Read the records and write them out again exactly.

*Records provided*:
○ ○ ○
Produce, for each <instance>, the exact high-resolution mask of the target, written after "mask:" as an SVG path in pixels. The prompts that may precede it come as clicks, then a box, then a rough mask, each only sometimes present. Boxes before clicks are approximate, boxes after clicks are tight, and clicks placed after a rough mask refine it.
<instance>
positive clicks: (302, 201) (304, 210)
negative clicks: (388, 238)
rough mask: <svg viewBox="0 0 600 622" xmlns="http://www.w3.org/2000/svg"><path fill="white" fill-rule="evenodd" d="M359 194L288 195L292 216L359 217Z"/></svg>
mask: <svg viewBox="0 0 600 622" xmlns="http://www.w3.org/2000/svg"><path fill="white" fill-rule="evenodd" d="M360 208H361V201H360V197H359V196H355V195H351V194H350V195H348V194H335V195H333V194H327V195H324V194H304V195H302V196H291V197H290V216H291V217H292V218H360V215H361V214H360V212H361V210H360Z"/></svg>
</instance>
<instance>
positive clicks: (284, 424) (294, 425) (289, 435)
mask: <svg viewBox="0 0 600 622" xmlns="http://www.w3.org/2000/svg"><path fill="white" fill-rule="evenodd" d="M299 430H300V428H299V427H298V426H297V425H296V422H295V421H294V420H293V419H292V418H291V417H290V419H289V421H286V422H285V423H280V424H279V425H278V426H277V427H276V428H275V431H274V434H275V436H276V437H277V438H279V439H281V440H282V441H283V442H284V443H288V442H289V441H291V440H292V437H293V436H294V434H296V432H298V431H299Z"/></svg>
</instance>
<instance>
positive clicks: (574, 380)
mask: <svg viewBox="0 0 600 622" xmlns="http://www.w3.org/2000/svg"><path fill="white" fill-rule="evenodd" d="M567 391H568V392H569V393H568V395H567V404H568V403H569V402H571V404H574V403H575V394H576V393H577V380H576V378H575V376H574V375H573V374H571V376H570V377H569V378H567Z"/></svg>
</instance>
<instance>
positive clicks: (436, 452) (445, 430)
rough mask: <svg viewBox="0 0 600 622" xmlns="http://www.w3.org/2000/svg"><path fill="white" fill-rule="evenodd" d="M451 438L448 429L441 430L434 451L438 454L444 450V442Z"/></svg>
○ ○ ○
*Exercise solution*:
Produce, for each <instance>, the exact high-resolution mask of the target, written after "mask:" as an SVG path in pixels. The prompts that may precede it come as clicks, then a box, then a rough mask, each only sometimes present. Boxes before clicks are approximate, boxes after clicks are tight, and clicks placed after a rough mask refine it.
<instance>
positive clicks: (302, 201) (304, 210)
negative clicks: (388, 238)
rough mask: <svg viewBox="0 0 600 622" xmlns="http://www.w3.org/2000/svg"><path fill="white" fill-rule="evenodd" d="M359 194L288 195L292 216L359 217Z"/></svg>
mask: <svg viewBox="0 0 600 622" xmlns="http://www.w3.org/2000/svg"><path fill="white" fill-rule="evenodd" d="M360 208H361V201H360V197H359V196H355V195H351V194H350V195H348V194H335V195H333V194H327V195H324V194H304V195H302V196H291V197H290V216H291V217H292V218H360V215H361V214H360V212H361V210H360Z"/></svg>
</instance>
<instance>
positive clicks: (284, 424) (294, 425) (289, 435)
mask: <svg viewBox="0 0 600 622" xmlns="http://www.w3.org/2000/svg"><path fill="white" fill-rule="evenodd" d="M299 430H300V428H299V427H298V426H297V425H296V422H295V421H294V420H293V419H292V418H291V417H290V419H289V421H286V422H285V423H280V424H279V425H278V426H277V427H276V428H275V431H274V434H275V436H276V437H277V438H279V439H281V440H282V441H283V442H284V443H288V442H289V441H291V440H292V437H293V436H294V434H296V432H298V431H299Z"/></svg>
</instance>
<instance>
positive clicks: (574, 380)
mask: <svg viewBox="0 0 600 622" xmlns="http://www.w3.org/2000/svg"><path fill="white" fill-rule="evenodd" d="M567 391H568V392H569V393H568V395H567V404H568V403H569V402H571V404H574V403H575V394H576V393H577V380H576V378H575V376H574V375H573V374H571V376H570V377H569V378H567Z"/></svg>
</instance>
<instance>
positive clicks: (436, 452) (445, 430)
rough mask: <svg viewBox="0 0 600 622" xmlns="http://www.w3.org/2000/svg"><path fill="white" fill-rule="evenodd" d="M451 438L448 429L441 430L434 451L438 454L444 450V442Z"/></svg>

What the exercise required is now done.